## [What needs to be done]
Report each line of the entries below that includes "Question".

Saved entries

###

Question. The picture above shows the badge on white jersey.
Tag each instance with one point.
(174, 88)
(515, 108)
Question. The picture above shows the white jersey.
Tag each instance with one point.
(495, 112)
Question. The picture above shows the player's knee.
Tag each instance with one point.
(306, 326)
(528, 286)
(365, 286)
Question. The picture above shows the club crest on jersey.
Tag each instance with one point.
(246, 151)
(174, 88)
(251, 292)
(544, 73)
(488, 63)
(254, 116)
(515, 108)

###

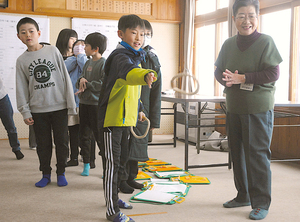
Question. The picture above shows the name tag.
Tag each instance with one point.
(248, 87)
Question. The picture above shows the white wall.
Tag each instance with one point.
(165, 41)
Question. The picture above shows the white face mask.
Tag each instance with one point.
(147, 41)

###

## [Solution below]
Question. The picture above shows the badge on white jersey.
Question. The picture above shows the white jersey.
Question. The picture above shows the player's knee.
Question. The picture above shows the club crest on jersey.
Question. The picture above shows the name tag.
Question. The picture above shows the white wall.
Question. The picture above shows the white face mask.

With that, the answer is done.